** Records shown follows **

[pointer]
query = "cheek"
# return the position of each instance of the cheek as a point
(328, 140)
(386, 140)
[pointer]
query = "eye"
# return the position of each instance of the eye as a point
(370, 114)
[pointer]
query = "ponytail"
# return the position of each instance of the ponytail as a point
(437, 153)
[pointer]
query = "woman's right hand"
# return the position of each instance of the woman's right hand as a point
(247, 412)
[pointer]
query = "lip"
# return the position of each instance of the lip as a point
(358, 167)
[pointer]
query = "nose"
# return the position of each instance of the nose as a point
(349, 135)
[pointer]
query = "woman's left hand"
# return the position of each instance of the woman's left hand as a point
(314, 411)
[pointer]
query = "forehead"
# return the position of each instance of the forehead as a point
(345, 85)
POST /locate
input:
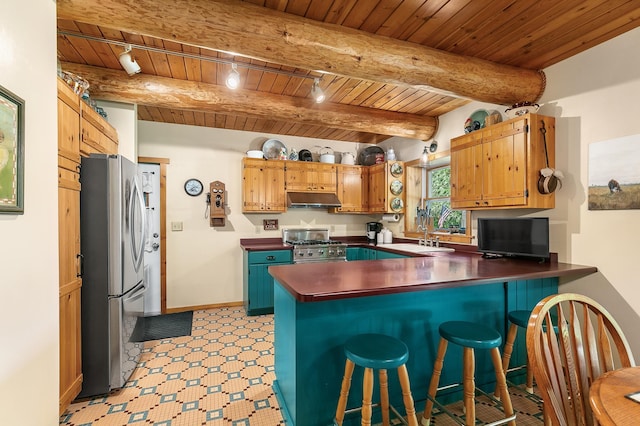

** End of Records shown **

Work to be completed:
The expected answer is every line above in which the word "query" appears.

Response:
query = "cheek"
query = "eye"
query = "ponytail"
query = "woman's right hand"
query = "lip"
query = "nose"
query = "woman's left hand"
query = "forehead"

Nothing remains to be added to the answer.